::: SUPPLIED RECORDS :::

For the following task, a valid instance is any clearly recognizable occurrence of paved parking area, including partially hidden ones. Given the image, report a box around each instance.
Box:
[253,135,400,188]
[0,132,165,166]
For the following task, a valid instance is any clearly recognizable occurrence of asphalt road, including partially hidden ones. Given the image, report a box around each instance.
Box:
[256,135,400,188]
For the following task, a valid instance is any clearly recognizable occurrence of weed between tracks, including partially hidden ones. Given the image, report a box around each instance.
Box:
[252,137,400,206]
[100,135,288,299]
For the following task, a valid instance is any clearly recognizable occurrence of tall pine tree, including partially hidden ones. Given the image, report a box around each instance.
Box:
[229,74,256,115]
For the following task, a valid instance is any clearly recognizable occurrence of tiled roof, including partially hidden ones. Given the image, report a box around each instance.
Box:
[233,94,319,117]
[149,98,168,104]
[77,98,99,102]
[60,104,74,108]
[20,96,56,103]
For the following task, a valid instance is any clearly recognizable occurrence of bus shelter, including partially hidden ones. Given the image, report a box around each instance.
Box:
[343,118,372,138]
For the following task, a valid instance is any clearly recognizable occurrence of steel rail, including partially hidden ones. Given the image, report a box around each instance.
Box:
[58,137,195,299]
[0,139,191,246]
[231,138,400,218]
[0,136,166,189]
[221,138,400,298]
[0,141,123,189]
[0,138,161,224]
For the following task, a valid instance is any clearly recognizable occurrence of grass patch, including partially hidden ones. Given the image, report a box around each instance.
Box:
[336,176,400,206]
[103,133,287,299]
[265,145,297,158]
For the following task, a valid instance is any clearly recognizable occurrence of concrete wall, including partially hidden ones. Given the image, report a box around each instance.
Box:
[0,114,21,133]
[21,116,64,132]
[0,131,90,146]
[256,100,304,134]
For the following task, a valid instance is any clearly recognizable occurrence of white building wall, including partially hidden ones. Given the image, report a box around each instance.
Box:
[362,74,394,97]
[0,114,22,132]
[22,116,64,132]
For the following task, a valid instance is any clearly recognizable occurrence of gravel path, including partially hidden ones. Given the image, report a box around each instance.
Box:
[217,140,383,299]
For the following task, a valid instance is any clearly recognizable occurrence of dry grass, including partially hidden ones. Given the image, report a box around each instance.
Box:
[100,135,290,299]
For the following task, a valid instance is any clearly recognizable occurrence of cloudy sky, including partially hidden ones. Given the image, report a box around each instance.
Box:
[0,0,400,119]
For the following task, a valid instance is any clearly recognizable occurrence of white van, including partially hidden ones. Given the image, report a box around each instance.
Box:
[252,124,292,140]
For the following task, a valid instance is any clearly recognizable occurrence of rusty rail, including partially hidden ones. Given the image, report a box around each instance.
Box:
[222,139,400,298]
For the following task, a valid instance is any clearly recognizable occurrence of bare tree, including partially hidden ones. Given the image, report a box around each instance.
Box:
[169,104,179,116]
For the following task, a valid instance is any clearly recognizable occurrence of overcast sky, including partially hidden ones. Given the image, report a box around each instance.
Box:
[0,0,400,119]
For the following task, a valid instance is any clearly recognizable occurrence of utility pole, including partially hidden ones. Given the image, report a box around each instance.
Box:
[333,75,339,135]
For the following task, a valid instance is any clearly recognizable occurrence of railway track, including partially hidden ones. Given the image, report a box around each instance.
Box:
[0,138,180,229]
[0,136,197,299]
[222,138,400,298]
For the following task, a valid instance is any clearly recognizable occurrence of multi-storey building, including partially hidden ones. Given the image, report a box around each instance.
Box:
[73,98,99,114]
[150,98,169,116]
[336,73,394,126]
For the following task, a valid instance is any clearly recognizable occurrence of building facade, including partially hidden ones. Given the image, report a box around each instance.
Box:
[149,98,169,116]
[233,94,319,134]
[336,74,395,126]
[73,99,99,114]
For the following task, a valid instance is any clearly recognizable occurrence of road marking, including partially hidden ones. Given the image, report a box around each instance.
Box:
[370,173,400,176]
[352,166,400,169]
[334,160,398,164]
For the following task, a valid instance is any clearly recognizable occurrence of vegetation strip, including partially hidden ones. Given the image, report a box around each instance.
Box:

:::

--- WHAT YOU NEED TO DO ---
Write out every item above line for line, changing nothing.

--- RESULT ---
For the following task, a valid instance is any clearly recognizable occurrence of paved parking area, including partially hidden ones. Given the image, report a box around each instance.
Box:
[253,135,400,188]
[0,132,165,166]
For the following task, a valid instance is any clearly recognizable occurrence of asphalt road, including partially hidden ones. Given the image, report a box around each instance.
Box:
[256,135,400,188]
For the following task, a valid instance is any clearly recognizable occurrence of weed between tracks, including partially hidden ones. Given the image, report a box around each instance.
Box:
[252,137,400,206]
[100,135,288,299]
For the following task, a valid instance is any clearly recognizable occurrence of tall pine tree, including partially hidden ones. Given the image, report a box around each instance.
Box:
[229,74,256,115]
For the following task, a valid instance is any clearly recognizable occurrence of tiled roof, including partially hidden ones. Given the image, report a box around each instance.
Box:
[233,94,319,117]
[149,98,168,104]
[77,98,99,102]
[60,104,74,108]
[20,96,56,103]
For the following task, a valid instance is any clearly recognizable occurrence of bus shelter, including partially hidden ones. Given the image, report a box around each instance.
Box:
[343,118,372,138]
For the following task, a valid instance is any clearly recognizable occurrence of steel rail, including partially hidden ones. Given the image, report a box around each instance.
Box:
[58,137,195,299]
[0,139,191,246]
[231,138,400,218]
[0,136,166,189]
[221,138,400,298]
[0,141,123,189]
[0,138,161,224]
For the following task, a valid instance is any clearly recognizable occurrence of grass patch, including partially hidden ones. Given the image, report a box around each instance.
Box:
[336,176,400,206]
[103,133,287,299]
[265,145,297,158]
For the following task, a valid instance is any clearly recognizable occurrence of concrete wall, including partially hidden ones. Given the image, report a box around each instance.
Box:
[0,114,21,133]
[21,116,64,132]
[0,131,90,146]
[256,100,304,134]
For the following task, a valid instance is any clearly recognizable occurrence of white building wall, including partially hidden ones. Given the image, report a box around each instance.
Box:
[362,74,394,97]
[0,114,22,132]
[22,116,64,132]
For the following task, a valid instance is any clearly recognizable occurrence of gravel path, including partially hidden ones. Given the image, report a box around each instance.
Box:
[217,140,383,299]
For the following task, a valid instance is any clearly recognizable occurrence of dry grass, including partially hidden ones. Given the image, report a box around each instance.
Box:
[100,135,290,299]
For the following task, a valid instance is any clearly recognizable occurrence of cloudy sky, including partially hidden ones. Given the image, report a box around each instance.
Box:
[0,0,400,119]
For the following task, a valid instance is any clearly recognizable occurrence of white van, including partially hidden ones. Given the image, report a box around each instance.
Box:
[252,124,292,140]
For the following task, a valid instance is any clearly recognizable occurrence of rusty rail, including partially hidden ones. Given the image, report a box around each instance.
Box:
[222,139,400,298]
For the following task, a valid instance is any clearly recognizable occurrence of bare tree, including partially hidden ones. Given the image, report a box around each instance.
Box:
[169,104,179,116]
For the following task, a valid instance is any clearly recognizable occurrence of overcast sky, including partially hidden ones. Given the image, report a box around each instance.
Box:
[0,0,400,119]
For the following task, a valid instance is any clearly recognizable occurrence of utility pole, including partially hidden ones. Given the image, report a box around each instance.
Box:
[333,75,339,135]
For the following task, a valid instance is any clearly recognizable occurrence of railway track, including partially hidden ones. Given the image, report a box around each instance.
Box:
[0,138,180,229]
[0,136,197,299]
[222,138,400,298]
For the following task, a valid instance is any clearly recognizable occurrence of multi-storey building, including partially hidden ones. Given the image, report a box around each instance.
Box:
[73,98,99,114]
[150,98,169,116]
[336,73,394,126]
For the following task, a valid instance is any clearly recognizable occurrence of building facade, including partially hidden ones. Given the image, report a box around each instance.
Box:
[149,98,169,116]
[233,94,319,134]
[336,74,395,126]
[73,99,99,114]
For the following task, a valid instance is any clearly recognizable occurrence of road marking, including partially hidden ones. Given the image, report a box around each instance.
Box:
[370,173,400,176]
[352,166,400,169]
[334,160,398,164]
For the following task, a valid instance is any clearly recognizable occurrence of vegetation strip, including partially hidden ones. Given the image, report a box around each instance.
Box:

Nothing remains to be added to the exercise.